Your assignment
Repeat exactly the lines from the first line of the records through the line containing "each instance gets its own outline", and nothing more.

Information supplied
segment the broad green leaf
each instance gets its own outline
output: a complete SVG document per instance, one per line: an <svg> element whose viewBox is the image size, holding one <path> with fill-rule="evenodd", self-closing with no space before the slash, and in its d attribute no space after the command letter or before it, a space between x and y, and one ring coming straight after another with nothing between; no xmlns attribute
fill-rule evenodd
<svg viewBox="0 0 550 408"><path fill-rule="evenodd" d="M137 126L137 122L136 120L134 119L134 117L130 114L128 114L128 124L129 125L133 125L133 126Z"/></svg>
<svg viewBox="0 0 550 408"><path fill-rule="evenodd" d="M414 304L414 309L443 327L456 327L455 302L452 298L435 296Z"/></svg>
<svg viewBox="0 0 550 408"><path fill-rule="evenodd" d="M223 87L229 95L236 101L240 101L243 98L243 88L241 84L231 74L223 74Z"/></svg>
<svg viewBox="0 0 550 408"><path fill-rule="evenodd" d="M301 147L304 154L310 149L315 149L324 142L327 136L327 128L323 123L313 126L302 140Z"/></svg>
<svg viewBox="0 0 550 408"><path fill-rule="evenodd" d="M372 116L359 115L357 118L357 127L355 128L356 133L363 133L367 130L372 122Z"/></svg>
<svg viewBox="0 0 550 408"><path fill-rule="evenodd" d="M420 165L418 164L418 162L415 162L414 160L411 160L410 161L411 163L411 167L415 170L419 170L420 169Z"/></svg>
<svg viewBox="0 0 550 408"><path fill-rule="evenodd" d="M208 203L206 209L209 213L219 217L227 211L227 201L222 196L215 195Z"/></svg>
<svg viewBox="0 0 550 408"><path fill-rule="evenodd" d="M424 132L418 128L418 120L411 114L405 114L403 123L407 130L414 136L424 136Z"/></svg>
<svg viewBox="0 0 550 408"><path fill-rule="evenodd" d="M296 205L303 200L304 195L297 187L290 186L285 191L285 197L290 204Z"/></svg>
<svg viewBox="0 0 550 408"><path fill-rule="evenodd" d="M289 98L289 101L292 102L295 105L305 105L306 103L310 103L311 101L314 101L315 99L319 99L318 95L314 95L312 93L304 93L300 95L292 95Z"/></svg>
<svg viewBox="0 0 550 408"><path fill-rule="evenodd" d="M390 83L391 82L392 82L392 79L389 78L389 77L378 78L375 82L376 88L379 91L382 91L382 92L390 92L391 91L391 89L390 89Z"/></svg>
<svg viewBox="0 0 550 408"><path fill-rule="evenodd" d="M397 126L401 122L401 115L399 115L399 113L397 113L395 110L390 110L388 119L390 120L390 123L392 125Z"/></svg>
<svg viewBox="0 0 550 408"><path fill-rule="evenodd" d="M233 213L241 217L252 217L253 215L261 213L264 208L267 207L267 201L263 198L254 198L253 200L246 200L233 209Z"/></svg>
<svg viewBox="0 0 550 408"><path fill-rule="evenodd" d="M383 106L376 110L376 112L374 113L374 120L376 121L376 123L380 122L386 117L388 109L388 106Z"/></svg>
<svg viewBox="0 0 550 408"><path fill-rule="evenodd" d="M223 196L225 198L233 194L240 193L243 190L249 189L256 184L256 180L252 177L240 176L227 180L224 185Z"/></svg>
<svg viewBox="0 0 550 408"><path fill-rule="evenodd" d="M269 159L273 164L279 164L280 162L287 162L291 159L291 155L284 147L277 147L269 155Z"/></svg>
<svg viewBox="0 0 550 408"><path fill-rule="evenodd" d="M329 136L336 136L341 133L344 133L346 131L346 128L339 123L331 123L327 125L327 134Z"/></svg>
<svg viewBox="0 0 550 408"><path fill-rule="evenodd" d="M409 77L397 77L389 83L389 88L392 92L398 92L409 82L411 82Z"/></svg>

Problem solution
segment the broad green leaf
each instance gets its own outline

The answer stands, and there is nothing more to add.